• [What to do]:
Each line of the material below that holds the word "grain" needs to be copied.

---------------

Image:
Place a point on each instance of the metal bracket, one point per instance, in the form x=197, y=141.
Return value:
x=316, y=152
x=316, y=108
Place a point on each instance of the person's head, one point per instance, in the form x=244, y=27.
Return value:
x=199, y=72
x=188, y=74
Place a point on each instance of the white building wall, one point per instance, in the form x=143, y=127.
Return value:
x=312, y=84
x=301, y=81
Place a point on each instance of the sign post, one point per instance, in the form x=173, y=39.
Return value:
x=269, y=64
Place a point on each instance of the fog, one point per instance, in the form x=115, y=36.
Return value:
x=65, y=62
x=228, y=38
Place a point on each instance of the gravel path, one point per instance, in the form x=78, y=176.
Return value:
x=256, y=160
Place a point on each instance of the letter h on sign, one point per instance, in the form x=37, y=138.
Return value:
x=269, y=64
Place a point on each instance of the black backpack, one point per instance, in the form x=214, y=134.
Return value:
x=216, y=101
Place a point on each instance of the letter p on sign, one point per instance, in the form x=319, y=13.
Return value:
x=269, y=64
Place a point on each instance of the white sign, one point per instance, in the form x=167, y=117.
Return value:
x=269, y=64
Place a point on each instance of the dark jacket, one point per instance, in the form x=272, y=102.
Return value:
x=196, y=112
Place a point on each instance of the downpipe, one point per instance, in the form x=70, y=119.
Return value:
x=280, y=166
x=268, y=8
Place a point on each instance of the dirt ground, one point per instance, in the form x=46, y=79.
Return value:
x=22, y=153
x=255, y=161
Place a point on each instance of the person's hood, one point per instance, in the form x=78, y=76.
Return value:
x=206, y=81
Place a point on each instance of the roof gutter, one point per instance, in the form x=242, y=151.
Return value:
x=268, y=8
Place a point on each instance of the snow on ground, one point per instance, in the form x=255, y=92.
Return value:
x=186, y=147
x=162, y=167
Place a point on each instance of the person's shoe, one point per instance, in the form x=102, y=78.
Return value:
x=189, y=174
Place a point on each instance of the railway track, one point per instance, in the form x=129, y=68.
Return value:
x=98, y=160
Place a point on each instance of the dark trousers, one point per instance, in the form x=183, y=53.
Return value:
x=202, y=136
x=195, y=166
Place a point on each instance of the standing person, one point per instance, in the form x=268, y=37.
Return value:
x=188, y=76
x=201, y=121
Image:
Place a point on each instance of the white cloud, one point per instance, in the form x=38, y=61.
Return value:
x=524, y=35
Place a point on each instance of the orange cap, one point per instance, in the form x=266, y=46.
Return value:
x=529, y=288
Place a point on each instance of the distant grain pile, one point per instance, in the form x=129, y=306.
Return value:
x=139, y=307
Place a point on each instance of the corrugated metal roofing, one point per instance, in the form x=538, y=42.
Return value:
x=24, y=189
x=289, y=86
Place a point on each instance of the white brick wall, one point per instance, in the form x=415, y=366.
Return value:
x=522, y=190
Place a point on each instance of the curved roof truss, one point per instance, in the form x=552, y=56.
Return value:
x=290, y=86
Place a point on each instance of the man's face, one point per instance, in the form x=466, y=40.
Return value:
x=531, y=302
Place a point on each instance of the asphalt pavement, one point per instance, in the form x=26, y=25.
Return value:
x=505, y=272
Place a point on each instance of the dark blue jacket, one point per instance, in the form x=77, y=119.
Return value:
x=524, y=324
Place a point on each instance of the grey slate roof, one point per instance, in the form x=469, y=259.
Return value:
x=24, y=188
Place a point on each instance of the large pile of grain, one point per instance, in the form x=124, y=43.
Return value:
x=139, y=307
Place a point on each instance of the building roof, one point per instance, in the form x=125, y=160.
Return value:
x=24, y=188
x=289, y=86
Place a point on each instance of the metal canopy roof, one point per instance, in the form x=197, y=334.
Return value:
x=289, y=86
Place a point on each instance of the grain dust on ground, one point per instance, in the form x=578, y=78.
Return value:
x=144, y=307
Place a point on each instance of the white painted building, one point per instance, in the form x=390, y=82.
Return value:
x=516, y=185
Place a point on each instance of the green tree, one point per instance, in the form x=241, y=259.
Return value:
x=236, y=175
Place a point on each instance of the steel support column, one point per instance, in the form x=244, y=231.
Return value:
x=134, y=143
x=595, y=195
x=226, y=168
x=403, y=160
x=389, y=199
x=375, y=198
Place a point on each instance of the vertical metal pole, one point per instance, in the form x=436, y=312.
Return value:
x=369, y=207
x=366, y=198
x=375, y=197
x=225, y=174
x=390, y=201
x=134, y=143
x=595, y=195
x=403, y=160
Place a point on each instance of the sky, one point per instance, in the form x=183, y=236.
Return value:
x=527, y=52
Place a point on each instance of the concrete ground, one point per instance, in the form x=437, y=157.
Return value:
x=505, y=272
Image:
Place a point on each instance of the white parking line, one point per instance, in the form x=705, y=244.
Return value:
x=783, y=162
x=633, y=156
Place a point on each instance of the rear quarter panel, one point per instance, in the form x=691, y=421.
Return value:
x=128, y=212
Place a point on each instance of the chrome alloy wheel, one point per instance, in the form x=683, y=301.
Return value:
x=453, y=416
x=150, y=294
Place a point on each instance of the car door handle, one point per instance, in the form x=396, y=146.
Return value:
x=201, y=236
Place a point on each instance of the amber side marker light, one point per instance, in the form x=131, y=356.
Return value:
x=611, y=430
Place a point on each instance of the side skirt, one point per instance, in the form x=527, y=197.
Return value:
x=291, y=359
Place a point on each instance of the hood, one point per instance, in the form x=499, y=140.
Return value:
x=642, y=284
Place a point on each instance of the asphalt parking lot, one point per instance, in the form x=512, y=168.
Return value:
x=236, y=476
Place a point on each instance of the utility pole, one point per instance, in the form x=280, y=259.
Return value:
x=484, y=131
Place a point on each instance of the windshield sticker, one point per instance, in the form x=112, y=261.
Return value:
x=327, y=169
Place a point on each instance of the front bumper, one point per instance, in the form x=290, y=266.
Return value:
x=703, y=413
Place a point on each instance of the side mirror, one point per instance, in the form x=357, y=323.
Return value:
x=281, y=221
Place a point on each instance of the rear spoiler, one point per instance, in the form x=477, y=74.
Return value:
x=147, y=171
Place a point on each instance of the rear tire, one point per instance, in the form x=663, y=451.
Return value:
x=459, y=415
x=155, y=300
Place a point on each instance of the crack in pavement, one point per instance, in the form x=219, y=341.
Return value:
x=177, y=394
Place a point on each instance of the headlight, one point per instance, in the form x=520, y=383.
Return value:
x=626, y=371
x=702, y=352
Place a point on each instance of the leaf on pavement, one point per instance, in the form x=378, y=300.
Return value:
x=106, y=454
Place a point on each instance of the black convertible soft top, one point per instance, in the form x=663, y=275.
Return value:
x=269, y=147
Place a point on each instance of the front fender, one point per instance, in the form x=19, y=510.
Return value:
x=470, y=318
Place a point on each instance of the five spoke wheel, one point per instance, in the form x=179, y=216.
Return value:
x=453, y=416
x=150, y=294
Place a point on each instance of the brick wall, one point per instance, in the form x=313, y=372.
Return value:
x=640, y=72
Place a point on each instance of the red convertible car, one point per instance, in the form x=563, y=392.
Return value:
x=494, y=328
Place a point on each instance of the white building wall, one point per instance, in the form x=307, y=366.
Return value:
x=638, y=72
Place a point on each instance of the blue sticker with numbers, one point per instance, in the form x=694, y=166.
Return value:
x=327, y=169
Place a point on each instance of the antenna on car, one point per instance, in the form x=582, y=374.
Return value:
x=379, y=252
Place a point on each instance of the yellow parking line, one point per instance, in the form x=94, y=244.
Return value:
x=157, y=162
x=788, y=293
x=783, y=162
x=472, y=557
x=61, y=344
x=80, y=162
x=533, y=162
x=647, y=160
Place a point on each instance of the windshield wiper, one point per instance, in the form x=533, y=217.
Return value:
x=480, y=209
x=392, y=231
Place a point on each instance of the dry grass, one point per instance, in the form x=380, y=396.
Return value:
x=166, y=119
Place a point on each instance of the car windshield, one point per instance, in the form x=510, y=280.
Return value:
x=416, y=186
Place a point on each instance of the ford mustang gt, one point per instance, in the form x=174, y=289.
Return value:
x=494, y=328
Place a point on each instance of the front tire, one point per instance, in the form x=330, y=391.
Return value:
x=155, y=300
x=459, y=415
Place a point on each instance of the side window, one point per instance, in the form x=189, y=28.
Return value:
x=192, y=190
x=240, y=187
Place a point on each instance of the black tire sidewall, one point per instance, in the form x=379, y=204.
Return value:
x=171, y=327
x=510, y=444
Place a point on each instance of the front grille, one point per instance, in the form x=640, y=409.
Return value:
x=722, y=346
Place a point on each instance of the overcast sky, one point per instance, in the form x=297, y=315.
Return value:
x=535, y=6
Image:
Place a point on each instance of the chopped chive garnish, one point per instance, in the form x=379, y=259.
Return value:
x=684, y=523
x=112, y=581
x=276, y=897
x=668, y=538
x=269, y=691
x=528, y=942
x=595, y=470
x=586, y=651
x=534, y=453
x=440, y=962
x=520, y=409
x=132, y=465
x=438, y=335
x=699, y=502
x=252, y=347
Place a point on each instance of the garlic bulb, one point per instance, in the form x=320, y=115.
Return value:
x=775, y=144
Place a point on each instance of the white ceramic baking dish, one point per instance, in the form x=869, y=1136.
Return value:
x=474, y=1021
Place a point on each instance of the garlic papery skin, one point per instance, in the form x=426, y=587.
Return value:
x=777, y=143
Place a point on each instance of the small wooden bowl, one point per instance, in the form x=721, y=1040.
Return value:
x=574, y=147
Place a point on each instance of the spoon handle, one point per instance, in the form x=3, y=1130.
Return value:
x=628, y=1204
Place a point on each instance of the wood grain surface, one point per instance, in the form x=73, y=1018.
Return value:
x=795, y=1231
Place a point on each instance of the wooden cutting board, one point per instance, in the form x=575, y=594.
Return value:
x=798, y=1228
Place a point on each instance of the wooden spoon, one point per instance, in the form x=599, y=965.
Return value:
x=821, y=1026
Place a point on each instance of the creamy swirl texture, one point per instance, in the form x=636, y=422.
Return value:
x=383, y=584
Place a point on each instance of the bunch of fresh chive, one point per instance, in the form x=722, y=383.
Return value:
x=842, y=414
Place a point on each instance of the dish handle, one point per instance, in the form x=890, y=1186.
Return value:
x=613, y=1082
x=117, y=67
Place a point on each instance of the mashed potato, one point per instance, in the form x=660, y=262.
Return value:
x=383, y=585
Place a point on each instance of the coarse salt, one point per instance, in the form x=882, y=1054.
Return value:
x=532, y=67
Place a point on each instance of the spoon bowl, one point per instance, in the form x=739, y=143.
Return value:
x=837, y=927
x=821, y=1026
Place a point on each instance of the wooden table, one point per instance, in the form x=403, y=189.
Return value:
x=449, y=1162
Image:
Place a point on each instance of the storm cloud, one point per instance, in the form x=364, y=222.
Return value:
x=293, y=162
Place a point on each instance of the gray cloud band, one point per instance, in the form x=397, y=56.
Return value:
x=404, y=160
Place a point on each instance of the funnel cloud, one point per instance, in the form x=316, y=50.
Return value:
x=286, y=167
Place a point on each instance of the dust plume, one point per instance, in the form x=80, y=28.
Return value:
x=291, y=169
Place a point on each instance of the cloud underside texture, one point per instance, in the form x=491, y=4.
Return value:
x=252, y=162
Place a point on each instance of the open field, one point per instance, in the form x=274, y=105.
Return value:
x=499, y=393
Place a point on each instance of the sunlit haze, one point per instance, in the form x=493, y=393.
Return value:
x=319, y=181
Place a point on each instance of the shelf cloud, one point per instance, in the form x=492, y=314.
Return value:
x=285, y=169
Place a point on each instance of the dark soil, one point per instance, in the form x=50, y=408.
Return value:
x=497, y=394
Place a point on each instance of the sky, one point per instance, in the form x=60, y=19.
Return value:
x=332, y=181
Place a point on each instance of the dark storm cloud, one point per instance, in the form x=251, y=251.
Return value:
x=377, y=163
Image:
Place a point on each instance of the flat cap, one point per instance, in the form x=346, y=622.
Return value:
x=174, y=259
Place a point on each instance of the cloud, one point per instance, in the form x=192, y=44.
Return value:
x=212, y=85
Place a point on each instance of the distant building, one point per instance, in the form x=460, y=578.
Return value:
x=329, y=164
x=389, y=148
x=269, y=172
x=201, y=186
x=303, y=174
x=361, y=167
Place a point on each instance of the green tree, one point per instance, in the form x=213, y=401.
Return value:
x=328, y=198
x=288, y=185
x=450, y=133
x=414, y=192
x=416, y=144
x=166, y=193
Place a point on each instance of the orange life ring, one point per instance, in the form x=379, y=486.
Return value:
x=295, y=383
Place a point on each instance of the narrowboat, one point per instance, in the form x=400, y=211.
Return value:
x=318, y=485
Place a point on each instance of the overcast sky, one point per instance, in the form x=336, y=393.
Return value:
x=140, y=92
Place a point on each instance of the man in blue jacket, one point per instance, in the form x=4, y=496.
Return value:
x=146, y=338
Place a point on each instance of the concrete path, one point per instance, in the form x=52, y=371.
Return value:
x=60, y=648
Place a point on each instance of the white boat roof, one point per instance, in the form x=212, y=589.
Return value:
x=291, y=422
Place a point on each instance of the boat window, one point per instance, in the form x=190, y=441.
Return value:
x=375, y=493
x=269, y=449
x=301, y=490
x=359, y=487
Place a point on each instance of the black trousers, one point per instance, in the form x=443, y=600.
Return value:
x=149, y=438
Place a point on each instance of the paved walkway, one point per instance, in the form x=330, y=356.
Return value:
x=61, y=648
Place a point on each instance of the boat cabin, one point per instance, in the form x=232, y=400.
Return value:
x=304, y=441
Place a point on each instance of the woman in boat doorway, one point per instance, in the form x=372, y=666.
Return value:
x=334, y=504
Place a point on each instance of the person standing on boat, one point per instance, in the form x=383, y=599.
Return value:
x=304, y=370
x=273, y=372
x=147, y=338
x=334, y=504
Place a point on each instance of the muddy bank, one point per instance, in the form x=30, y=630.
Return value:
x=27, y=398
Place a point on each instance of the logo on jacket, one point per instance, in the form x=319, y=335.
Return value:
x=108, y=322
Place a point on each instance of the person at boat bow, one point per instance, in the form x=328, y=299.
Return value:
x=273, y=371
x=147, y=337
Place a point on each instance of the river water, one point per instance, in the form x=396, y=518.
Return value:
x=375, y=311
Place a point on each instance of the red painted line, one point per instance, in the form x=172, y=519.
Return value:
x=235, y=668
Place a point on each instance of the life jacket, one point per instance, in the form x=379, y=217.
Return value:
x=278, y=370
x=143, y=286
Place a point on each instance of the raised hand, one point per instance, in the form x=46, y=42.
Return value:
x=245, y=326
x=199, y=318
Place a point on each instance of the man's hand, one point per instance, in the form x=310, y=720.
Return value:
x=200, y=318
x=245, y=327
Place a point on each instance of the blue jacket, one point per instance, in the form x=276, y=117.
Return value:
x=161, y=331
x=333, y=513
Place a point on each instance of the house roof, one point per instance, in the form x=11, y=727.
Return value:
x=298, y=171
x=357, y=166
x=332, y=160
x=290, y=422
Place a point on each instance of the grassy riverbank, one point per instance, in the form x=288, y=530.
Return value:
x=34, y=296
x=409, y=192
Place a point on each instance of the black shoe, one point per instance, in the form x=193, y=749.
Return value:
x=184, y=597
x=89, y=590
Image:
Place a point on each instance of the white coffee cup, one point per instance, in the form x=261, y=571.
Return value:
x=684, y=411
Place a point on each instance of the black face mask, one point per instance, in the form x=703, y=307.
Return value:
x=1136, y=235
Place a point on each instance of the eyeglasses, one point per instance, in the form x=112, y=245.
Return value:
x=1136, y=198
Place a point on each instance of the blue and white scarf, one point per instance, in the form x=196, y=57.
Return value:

---------------

• [Answer section]:
Place a point on each instance of the distant grain pile, one point per instance, in the form x=129, y=306.
Place a point on each instance of the large pile of grain, one point per instance, in the form x=124, y=43.
Place a point on each instance of the grain dust on ground, one point per instance, in the form x=578, y=78.
Place a point on each instance of the wood grain surface, one point per instance, in the form x=73, y=1018.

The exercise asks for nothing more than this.